## [WHAT TO DO]
The entries below are to be repeated exactly as they stand.

━━━ DATA SECTION ━━━

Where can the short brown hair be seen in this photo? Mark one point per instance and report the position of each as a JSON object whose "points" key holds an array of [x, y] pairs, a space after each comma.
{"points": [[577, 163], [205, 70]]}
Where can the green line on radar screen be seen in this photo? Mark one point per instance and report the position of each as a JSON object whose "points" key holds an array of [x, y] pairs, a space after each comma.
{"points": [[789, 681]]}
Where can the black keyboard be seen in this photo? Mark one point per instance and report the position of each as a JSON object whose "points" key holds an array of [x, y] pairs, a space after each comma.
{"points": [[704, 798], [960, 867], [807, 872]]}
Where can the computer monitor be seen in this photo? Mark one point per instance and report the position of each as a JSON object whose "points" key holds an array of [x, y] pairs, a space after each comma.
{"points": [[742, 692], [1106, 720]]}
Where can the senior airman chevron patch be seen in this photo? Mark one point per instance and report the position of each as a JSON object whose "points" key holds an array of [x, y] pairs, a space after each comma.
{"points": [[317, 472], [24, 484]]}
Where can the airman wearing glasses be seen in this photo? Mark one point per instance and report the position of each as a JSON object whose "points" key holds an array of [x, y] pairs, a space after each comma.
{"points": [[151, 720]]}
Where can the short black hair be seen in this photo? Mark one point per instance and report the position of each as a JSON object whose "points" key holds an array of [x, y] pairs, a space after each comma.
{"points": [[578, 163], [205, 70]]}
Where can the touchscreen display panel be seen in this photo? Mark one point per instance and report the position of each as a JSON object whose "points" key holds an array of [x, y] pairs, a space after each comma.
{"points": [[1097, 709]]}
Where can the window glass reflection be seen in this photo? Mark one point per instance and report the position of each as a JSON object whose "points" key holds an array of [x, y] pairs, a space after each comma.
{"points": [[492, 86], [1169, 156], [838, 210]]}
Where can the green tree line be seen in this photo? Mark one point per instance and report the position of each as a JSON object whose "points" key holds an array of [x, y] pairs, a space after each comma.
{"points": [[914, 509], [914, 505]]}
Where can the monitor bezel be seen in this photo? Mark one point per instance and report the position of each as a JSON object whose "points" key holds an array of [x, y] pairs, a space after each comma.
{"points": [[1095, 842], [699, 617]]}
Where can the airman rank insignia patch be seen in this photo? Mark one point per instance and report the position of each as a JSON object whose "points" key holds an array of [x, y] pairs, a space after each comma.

━━━

## [RESULT]
Where can the short brown hair be seen in this photo? Mark one point per instance and report the position of each as a JSON object whose "points" key holds an array of [x, y] pairs, a space after each comma.
{"points": [[577, 163], [205, 70]]}
Where can the green line on radar screen be seen in this photo? Mark one point per instance and report the position of each as a JSON object whose "points" key holds an array of [x, y] pairs, a space after each comma.
{"points": [[789, 681]]}
Where can the black keyboard be seen in this photo? Mark one point per instance and report the position of each as a JSON object whose "points" key holds an array of [x, y] pairs, a space after each comma.
{"points": [[704, 798], [960, 867], [807, 872]]}
Where can the computer monitor be seen in this photo? Mark one point per instance and report the position of each as a JSON object whose "points" key holds an array of [x, y] pairs, a space after each comma.
{"points": [[742, 692], [1106, 720]]}
Where can the senior airman chevron patch be seen in this photo? Mark one point per instance and report the position of each as a JSON object whose "points" key holds an array of [x, y] pairs, a space after each comma.
{"points": [[317, 472], [24, 484]]}
Where can the airman wearing glasses be seen in this photo? Mark one point per instance and report the position of each as a JSON object whose "points" key holds an array of [x, y] pairs, a space after each comma.
{"points": [[151, 720]]}
Where can the short black hair be seen in this photo? Mark one point per instance and report the position of each as a JSON object whose "points" key holds an array of [x, y] pairs, a space after each comma.
{"points": [[578, 163], [205, 70]]}
Where can the touchscreen display panel be seen in this photo? Mark one point per instance and report the position of each as a JSON object whose "points" key holds an array of [x, y] pairs, a space after each comma.
{"points": [[1097, 709]]}
Where can the window glass reflection be seen in this photo? Mark one point per instance and report the position of each as a JSON object whose "points" key holds an array of [x, y] pairs, a space after each comma.
{"points": [[492, 86], [1169, 156], [838, 210]]}
Where can the green tree line be seen in this photo? Mark one point per instance and report the position of each as a JSON object whose "points" key holds an array of [x, y] pairs, a space after each comma.
{"points": [[914, 509], [914, 505]]}
Where can the monitor bezel be seen in this photo? Mark one point per instance and report the position of each as a JSON object whose "points" key holds an array of [x, y] pairs, a space after each comma.
{"points": [[1095, 842], [699, 617]]}
Where can the airman rank insignia patch be seen in this photo? Mark one point per instance and report the position of each as a JSON object whose "points" key holds an array of [x, y] pairs, a space after each comma.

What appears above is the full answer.